GIVEN PROBLEM
In the data, copy the lines from the one containing "the girl's hand" through the one containing "x=366, y=375", swapping "girl's" for "child's" and leaving everything else unchanged.

--- DATASET ENTRIES ---

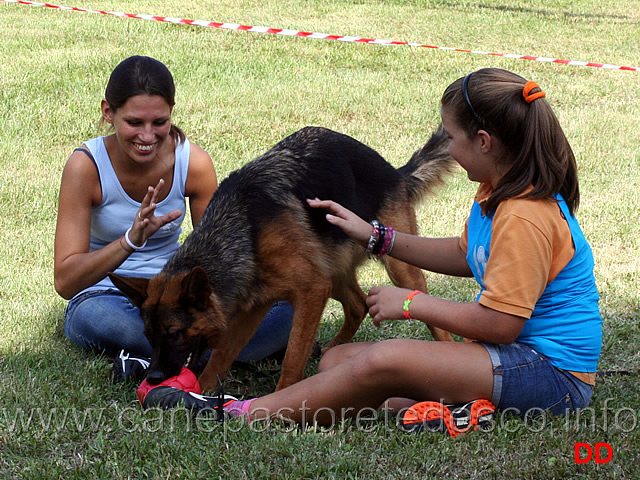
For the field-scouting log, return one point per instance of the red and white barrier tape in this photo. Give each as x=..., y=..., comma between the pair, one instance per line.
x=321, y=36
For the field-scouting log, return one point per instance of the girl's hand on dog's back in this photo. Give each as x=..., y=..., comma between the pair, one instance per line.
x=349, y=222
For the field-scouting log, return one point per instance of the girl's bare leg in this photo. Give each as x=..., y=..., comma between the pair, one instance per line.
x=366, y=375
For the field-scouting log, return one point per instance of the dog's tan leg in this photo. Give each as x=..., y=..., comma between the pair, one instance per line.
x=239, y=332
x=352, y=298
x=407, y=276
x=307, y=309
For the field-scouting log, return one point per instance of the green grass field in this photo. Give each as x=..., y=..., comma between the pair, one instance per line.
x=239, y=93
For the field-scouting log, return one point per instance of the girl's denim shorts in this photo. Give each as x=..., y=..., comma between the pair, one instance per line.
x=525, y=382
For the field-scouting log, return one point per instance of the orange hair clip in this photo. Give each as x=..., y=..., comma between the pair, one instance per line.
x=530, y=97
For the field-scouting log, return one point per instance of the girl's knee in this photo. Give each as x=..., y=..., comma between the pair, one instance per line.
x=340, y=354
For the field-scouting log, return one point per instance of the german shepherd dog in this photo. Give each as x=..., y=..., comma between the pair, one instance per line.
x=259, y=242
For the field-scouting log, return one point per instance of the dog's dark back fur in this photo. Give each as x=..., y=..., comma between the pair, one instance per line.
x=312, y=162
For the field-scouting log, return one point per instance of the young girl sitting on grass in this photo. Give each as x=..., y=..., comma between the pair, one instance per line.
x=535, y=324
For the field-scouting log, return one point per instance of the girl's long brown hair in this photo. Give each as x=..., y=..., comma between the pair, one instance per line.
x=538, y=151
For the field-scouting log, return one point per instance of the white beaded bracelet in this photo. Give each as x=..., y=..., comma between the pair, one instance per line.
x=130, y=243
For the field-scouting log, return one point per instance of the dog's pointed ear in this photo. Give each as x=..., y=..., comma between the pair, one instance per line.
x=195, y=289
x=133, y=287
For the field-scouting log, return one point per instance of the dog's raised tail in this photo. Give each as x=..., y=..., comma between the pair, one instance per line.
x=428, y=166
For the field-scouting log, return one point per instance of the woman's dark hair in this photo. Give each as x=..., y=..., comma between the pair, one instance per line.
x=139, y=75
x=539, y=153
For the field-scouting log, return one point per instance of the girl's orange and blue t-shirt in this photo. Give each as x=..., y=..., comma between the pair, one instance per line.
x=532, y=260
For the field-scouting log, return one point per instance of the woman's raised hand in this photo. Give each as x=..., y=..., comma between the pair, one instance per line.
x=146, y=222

---
--- DATASET ENTRIES ---

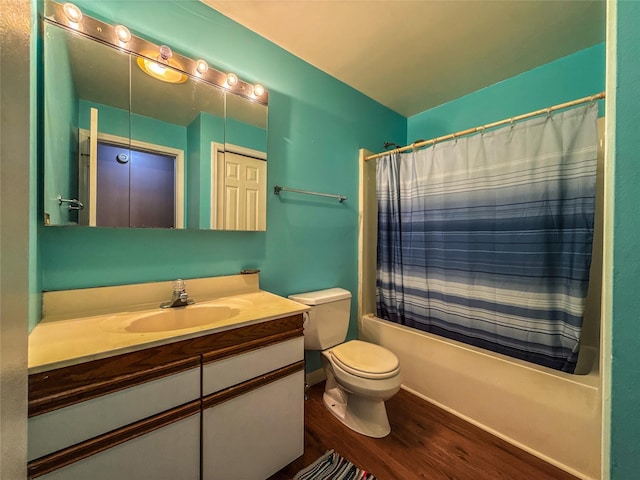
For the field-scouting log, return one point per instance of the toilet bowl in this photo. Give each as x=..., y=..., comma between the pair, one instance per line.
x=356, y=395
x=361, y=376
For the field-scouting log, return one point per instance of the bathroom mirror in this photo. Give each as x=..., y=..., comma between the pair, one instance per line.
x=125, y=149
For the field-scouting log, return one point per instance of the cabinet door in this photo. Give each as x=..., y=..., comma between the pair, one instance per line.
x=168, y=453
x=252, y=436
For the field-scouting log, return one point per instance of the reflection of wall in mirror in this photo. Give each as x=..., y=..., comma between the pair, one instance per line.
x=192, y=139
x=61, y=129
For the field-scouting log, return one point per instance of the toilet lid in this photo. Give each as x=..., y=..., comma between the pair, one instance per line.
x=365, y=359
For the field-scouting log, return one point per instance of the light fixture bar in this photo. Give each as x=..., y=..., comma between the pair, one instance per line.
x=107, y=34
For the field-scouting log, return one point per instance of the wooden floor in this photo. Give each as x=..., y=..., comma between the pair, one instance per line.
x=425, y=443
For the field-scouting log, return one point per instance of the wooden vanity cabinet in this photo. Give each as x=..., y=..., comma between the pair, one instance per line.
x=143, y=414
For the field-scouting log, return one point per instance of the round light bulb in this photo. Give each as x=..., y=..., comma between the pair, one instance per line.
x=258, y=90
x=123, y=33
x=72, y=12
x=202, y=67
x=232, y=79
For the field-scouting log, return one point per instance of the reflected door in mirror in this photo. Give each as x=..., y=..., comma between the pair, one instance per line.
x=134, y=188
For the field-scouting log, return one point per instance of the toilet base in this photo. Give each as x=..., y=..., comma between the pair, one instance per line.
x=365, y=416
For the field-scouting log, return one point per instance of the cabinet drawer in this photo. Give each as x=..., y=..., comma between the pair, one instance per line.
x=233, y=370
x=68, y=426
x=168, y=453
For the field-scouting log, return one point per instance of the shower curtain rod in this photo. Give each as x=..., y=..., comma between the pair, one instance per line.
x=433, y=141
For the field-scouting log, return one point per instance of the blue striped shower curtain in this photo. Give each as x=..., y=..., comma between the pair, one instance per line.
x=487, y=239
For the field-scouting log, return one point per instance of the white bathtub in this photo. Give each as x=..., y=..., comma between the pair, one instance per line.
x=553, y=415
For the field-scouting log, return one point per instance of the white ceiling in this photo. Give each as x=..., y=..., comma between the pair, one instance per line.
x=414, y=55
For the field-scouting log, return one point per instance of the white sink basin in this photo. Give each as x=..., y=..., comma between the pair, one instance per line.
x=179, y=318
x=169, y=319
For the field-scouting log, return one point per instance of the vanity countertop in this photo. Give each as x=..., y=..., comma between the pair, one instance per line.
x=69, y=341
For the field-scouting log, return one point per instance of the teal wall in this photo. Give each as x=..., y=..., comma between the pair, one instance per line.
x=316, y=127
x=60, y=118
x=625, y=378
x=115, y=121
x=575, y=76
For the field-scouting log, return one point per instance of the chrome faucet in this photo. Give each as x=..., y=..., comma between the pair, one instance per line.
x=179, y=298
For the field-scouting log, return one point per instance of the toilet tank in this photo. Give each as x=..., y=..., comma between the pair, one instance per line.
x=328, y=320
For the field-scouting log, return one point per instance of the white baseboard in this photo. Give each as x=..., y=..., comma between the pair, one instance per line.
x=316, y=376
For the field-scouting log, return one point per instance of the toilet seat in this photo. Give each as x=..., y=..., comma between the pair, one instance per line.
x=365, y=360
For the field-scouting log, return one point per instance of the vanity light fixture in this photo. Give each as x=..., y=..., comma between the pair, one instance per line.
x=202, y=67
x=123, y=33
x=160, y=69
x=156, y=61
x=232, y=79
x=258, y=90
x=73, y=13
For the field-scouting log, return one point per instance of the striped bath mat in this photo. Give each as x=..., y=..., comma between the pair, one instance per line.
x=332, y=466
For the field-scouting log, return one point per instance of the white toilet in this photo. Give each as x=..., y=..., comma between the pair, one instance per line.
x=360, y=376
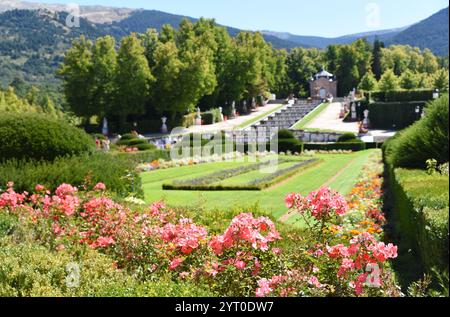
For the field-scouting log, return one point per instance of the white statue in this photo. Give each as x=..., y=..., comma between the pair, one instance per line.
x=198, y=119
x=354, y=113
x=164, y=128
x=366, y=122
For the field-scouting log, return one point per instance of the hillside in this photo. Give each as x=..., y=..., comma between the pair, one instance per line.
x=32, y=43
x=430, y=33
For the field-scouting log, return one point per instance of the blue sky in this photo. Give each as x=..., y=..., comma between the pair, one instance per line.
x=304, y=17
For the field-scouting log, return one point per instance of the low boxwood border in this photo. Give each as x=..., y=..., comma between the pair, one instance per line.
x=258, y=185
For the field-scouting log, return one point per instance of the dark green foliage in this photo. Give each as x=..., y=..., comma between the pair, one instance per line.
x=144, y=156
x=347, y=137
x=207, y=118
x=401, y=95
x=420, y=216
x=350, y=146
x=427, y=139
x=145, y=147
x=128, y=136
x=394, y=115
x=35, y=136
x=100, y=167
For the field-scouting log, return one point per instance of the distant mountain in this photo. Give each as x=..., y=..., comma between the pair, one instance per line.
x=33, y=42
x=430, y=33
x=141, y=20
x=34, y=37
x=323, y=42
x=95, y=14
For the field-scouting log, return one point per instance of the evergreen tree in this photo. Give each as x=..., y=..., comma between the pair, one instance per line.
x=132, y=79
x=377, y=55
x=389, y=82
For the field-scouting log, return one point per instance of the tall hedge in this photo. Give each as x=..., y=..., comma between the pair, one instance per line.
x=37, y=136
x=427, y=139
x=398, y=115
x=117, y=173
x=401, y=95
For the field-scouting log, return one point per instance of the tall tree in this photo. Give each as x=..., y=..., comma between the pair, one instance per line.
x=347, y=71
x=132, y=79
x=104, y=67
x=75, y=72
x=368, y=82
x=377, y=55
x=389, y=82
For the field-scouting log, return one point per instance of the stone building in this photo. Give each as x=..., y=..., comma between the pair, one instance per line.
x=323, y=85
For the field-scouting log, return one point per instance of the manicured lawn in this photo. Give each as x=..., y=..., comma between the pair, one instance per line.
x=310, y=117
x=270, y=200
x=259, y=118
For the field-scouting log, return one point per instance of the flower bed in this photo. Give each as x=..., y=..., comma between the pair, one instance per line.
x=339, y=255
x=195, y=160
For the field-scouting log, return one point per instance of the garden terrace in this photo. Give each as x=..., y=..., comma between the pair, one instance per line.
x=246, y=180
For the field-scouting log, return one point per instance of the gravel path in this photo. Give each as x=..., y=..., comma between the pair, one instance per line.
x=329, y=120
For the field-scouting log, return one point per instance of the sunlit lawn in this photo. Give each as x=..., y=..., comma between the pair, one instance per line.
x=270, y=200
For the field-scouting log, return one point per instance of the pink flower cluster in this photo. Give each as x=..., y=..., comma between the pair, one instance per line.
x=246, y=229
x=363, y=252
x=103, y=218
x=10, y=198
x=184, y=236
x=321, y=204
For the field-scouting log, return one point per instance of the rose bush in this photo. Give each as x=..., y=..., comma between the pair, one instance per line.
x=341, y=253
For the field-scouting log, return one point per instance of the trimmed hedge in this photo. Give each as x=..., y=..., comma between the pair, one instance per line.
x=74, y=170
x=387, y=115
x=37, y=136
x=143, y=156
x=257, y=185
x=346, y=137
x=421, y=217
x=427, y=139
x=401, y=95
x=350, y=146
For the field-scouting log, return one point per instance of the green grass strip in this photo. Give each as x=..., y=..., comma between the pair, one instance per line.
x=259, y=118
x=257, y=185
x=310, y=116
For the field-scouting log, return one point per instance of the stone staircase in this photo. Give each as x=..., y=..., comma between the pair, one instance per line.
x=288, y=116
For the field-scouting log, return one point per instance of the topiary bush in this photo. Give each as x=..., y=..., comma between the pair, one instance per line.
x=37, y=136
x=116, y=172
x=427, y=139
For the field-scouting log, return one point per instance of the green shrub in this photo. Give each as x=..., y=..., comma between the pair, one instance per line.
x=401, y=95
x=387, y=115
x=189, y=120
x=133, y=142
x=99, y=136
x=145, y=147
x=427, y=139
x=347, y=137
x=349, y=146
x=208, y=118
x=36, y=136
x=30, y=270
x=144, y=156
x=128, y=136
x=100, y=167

---

TASK ANSWER
For the field-scouting log, return one point per instance of the child's hand on dog's back in this photo. Give each as x=..., y=..., comma between the pair, one instance per line.
x=349, y=222
For the field-scouting log, return one point per instance of the child's bare leg in this photo. Give each as x=..., y=..., comma between the pair, one instance per line.
x=366, y=375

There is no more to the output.